▶ What is required:
Swap "support leg" for "support beam" in the rows beginning at the line that has "A colleague needs bounding boxes for every red" and stopping after the line that has "[276,501,435,847]". Reproduce only those lines, with everything else unchanged.

* Start Data for the task *

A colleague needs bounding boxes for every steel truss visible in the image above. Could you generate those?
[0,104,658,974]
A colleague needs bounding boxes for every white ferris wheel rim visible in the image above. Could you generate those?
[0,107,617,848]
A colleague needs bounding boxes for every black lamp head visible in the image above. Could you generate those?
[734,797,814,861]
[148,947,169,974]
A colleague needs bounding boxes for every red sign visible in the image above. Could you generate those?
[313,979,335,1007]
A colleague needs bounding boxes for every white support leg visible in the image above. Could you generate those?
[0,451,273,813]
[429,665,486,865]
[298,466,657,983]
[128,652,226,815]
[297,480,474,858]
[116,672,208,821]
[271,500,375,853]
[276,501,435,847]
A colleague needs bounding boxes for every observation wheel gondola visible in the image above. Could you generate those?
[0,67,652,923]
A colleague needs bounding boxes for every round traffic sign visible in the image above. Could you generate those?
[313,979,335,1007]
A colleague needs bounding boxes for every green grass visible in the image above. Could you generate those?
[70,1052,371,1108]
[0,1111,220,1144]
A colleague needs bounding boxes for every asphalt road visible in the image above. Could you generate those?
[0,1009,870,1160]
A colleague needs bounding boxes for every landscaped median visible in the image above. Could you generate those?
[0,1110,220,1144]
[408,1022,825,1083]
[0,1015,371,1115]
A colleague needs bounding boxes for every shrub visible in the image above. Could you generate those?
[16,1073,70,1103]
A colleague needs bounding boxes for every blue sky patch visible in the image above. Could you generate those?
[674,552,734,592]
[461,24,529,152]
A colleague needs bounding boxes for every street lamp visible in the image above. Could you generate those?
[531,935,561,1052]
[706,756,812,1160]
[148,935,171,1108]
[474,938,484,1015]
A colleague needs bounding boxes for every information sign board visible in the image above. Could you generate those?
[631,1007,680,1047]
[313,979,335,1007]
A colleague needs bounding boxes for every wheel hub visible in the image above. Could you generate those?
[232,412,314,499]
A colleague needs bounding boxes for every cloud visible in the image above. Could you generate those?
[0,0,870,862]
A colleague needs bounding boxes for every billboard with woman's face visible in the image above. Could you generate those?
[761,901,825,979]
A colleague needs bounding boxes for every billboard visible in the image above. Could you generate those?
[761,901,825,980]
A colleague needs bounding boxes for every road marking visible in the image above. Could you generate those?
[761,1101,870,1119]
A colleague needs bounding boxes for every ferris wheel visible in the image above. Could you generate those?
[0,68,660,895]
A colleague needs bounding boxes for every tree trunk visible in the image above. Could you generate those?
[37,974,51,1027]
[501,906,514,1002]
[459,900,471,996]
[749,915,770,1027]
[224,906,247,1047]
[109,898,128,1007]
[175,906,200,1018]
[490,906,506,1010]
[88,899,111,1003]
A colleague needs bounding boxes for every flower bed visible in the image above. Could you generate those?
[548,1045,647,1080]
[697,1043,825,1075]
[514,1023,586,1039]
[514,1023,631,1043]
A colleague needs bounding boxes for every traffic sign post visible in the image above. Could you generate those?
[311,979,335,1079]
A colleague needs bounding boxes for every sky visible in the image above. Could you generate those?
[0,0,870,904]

* End Data for the task *

▶ Written reply:
A colleague needs bounding boxes for every red sign visible in the image above. Could you generate those?
[313,979,335,1007]
A colleague needs bounding boxes for every white support beam visible in the image above. Could you generate those?
[0,451,273,813]
[429,665,486,865]
[298,466,657,983]
[128,652,226,815]
[297,480,474,858]
[116,672,208,821]
[271,500,375,853]
[276,501,435,847]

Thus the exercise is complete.